• Segmentation mask data:

[Start of Attachment]

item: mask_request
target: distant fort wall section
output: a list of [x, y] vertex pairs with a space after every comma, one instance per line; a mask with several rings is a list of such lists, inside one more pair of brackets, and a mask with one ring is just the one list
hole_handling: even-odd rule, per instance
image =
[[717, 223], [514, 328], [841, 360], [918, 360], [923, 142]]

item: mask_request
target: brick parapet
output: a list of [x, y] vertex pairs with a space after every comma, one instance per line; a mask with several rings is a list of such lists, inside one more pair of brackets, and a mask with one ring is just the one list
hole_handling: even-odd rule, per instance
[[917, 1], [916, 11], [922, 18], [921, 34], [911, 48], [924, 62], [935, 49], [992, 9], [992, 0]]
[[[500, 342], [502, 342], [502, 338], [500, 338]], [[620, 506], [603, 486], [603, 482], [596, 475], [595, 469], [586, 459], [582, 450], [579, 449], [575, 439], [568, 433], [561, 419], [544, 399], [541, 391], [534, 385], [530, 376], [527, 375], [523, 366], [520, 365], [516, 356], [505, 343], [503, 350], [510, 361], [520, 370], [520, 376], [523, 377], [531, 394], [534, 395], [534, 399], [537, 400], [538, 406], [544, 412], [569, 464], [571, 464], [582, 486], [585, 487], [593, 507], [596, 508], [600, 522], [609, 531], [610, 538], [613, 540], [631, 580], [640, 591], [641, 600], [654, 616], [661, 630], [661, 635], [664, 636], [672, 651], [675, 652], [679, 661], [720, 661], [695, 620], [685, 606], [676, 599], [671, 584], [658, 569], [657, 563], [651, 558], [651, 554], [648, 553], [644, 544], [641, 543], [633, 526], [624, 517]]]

[End of Attachment]

• Problem details: Every record needs to be reproduced exactly, with none skipped.

• Answer to this problem:
item: mask_request
target: distant fort wall section
output: a list of [x, y] vertex pairs with a space after every comma, one instance per line; a mask with several rings is a list of such lists, inside one more pair of brackets, and a mask with one ring is just the one list
hole_handling: even-odd rule, per instance
image =
[[717, 223], [514, 328], [841, 360], [918, 360], [923, 142]]

item: mask_request
target: brick parapet
output: a list of [x, y] vertex pairs with a space after every comma, one instance per line; a mask with several rings is a list of such lists, inside one more pair of brackets, and a mask with one ring is just the one list
hole_handling: even-odd rule, per instance
[[917, 1], [916, 11], [922, 18], [921, 34], [911, 48], [924, 62], [935, 49], [992, 9], [992, 0]]
[[[500, 342], [502, 342], [502, 338], [500, 338]], [[620, 506], [603, 486], [603, 482], [596, 475], [595, 469], [586, 459], [582, 450], [579, 449], [575, 439], [568, 433], [561, 419], [544, 399], [541, 391], [534, 385], [530, 376], [527, 375], [523, 366], [520, 365], [516, 356], [505, 343], [503, 350], [510, 361], [520, 370], [520, 376], [523, 377], [531, 394], [534, 395], [534, 399], [537, 400], [538, 406], [544, 412], [569, 464], [571, 464], [582, 486], [585, 487], [593, 507], [596, 508], [600, 522], [609, 531], [610, 538], [613, 540], [631, 580], [640, 591], [641, 600], [654, 616], [661, 630], [661, 635], [664, 636], [672, 651], [675, 652], [679, 661], [720, 661], [695, 620], [685, 606], [676, 599], [671, 584], [658, 569], [657, 563], [651, 558], [651, 554], [648, 553], [644, 544], [641, 543], [633, 526], [624, 517]]]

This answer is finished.